• _Work item_: Every line of the material below that holds the string "canopy" should be copied.

══ Extracted records ══

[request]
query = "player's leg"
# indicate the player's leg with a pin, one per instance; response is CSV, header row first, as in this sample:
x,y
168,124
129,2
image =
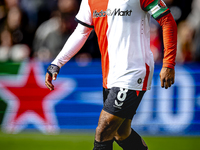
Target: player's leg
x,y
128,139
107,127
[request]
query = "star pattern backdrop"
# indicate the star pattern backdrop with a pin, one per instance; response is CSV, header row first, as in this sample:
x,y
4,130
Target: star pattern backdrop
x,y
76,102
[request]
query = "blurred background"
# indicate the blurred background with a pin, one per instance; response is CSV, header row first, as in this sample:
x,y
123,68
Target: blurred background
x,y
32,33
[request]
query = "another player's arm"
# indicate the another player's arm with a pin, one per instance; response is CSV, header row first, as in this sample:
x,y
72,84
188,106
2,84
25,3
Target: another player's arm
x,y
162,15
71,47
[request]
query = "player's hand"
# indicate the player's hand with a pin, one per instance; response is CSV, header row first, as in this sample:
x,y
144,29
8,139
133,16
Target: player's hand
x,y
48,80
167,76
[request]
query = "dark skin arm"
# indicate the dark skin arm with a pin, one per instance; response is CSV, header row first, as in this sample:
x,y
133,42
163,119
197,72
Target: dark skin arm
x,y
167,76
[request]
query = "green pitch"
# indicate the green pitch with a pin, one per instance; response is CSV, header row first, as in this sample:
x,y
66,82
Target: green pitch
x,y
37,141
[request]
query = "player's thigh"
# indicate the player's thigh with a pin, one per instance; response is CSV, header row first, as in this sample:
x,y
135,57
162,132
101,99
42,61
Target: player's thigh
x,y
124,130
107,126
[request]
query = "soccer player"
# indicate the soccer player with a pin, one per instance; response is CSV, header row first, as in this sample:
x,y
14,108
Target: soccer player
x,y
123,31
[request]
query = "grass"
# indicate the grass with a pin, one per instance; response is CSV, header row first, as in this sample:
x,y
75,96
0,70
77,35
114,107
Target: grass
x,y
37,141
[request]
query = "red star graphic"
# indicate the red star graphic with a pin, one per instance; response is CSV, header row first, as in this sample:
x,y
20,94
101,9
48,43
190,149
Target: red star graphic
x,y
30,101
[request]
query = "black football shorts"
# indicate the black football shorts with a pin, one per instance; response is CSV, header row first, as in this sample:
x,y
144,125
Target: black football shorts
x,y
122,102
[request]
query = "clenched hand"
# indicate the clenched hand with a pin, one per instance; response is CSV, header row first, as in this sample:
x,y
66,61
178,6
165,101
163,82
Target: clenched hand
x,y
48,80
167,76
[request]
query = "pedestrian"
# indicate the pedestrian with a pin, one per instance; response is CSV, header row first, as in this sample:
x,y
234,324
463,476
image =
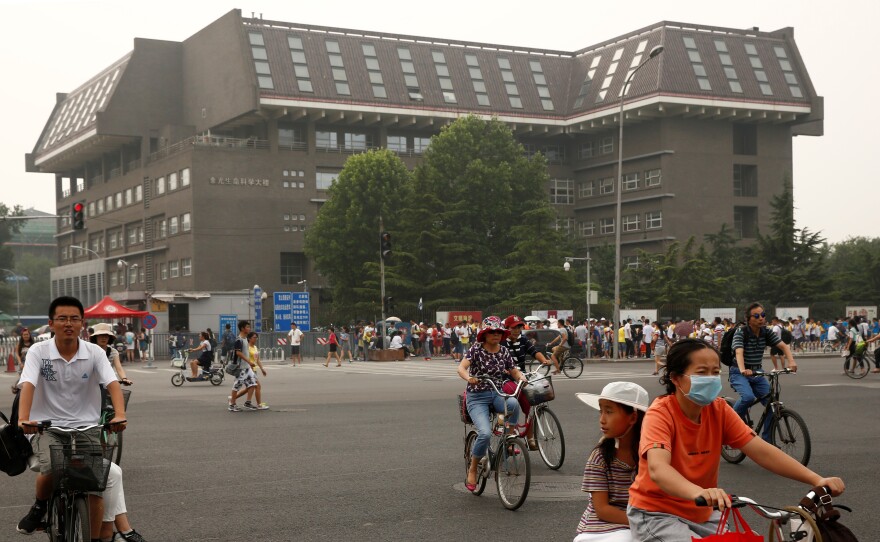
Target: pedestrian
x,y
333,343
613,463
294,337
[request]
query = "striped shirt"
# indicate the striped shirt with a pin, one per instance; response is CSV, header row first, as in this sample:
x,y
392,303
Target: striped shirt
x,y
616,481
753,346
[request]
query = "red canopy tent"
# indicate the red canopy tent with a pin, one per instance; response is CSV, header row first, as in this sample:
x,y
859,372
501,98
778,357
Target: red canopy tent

═══

• _Answer box_:
query = "red canopy tent"
# indicate the red canopy tent with a pin, one per instance; response is CSV, header row first, as in this sample:
Target: red canopy tent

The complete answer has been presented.